* Task to complete
Extract the lines below and reproduce each one verbatim, omitting the picture from your answer.

* Supplied data
[Start]

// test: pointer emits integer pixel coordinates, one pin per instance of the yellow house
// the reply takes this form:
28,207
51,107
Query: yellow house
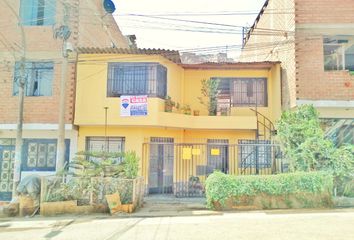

[End]

* Task answer
// test: pointer emits integer pixel coordinates, one pin per instance of the yellow house
// the reply takes this form:
28,207
51,107
Query: yellow house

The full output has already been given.